**EXERCISE DIRECTIONS**
Everything from the line containing "box: [275, 135, 284, 158]" through the final line of the listing below should be given again, word for word, and nothing else.
[Start of Attachment]
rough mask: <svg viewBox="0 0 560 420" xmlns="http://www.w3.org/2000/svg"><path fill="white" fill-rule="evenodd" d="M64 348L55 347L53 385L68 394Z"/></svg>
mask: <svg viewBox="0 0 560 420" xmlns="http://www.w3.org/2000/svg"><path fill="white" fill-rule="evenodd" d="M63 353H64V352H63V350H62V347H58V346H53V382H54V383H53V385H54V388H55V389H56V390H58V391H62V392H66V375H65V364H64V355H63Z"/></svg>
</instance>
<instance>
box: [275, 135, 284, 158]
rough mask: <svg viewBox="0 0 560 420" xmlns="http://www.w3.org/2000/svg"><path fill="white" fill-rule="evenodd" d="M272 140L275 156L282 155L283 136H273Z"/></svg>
[End of Attachment]
**SOLUTION TO THE EXERCISE**
box: [275, 135, 284, 158]
rough mask: <svg viewBox="0 0 560 420" xmlns="http://www.w3.org/2000/svg"><path fill="white" fill-rule="evenodd" d="M272 140L275 156L282 155L283 136H273Z"/></svg>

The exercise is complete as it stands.